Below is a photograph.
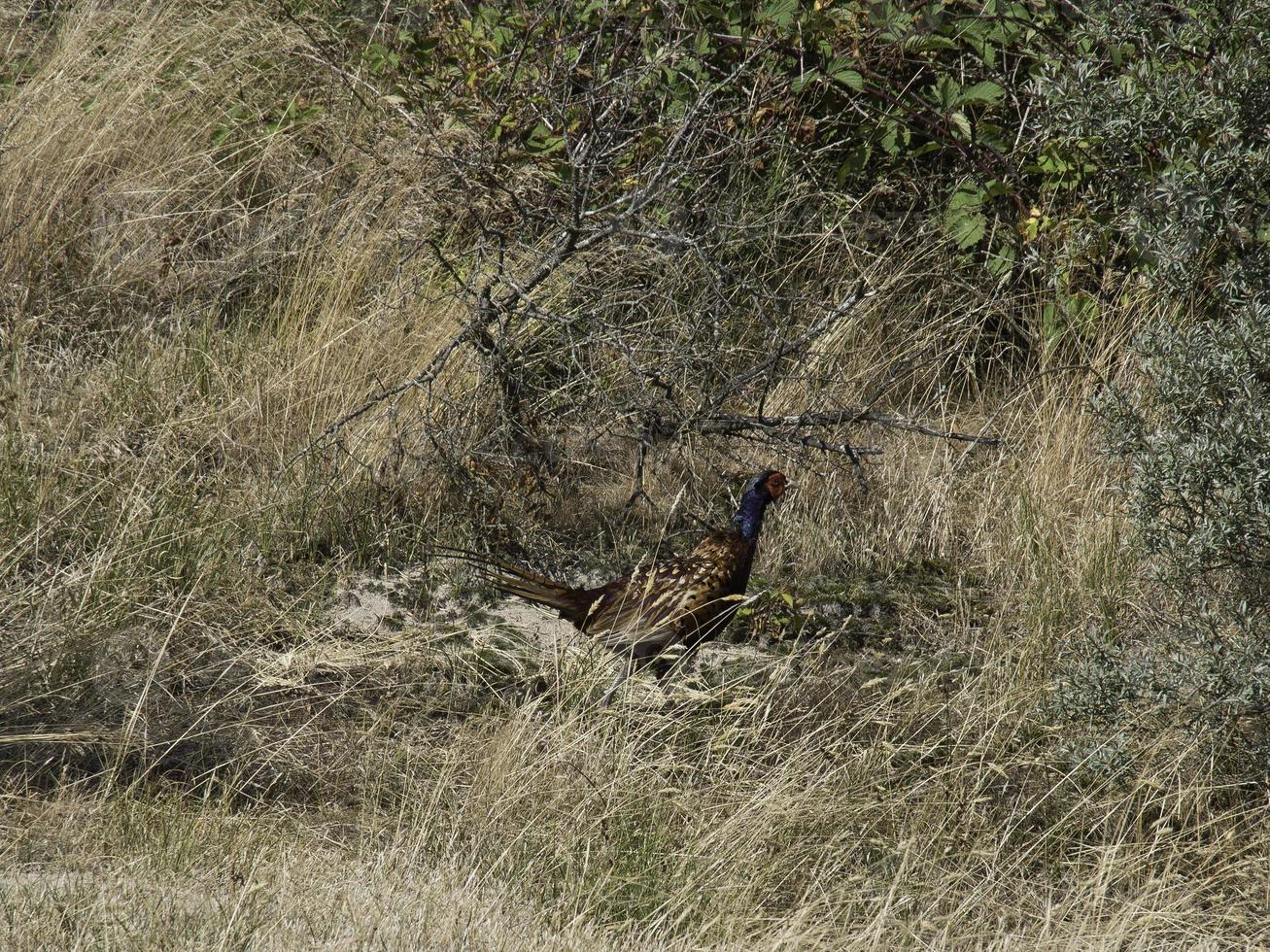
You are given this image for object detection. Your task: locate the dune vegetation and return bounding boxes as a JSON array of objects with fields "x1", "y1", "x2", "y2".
[{"x1": 0, "y1": 0, "x2": 1270, "y2": 951}]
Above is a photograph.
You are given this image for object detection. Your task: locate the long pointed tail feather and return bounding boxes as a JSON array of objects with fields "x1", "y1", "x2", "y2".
[{"x1": 431, "y1": 546, "x2": 589, "y2": 621}]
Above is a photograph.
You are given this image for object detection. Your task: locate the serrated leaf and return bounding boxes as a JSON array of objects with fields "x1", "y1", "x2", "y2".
[
  {"x1": 790, "y1": 70, "x2": 820, "y2": 92},
  {"x1": 956, "y1": 80, "x2": 1006, "y2": 105},
  {"x1": 760, "y1": 0, "x2": 798, "y2": 26},
  {"x1": 944, "y1": 184, "x2": 988, "y2": 252}
]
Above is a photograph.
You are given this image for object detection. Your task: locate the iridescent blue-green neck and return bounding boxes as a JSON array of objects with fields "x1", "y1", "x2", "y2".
[{"x1": 732, "y1": 488, "x2": 772, "y2": 542}]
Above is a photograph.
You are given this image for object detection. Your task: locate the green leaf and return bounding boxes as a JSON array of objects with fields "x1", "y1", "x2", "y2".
[
  {"x1": 931, "y1": 74, "x2": 961, "y2": 109},
  {"x1": 758, "y1": 0, "x2": 798, "y2": 26},
  {"x1": 944, "y1": 183, "x2": 988, "y2": 252},
  {"x1": 790, "y1": 70, "x2": 820, "y2": 92},
  {"x1": 956, "y1": 80, "x2": 1006, "y2": 105}
]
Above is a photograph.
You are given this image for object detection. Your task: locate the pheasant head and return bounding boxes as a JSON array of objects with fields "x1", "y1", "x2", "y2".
[{"x1": 732, "y1": 469, "x2": 789, "y2": 542}]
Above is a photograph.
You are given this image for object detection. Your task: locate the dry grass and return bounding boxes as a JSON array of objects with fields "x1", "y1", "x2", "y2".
[{"x1": 0, "y1": 4, "x2": 1270, "y2": 949}]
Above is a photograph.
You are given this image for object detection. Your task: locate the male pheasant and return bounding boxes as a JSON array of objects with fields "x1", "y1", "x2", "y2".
[{"x1": 450, "y1": 469, "x2": 789, "y2": 704}]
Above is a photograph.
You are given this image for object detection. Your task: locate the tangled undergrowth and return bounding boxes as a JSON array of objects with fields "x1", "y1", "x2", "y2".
[{"x1": 0, "y1": 4, "x2": 1270, "y2": 949}]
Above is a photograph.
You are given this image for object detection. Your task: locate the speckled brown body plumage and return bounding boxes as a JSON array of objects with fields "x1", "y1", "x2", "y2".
[{"x1": 441, "y1": 469, "x2": 787, "y2": 700}]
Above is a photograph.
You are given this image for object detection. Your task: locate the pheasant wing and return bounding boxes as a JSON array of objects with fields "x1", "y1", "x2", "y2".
[{"x1": 586, "y1": 556, "x2": 740, "y2": 650}]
____________________
» **EXERCISE AIM**
State only how many lines of the material above contain the string "leaf", counting a line only when the letters match in case.

» **ANSWER TO THIS PROBLEM**
2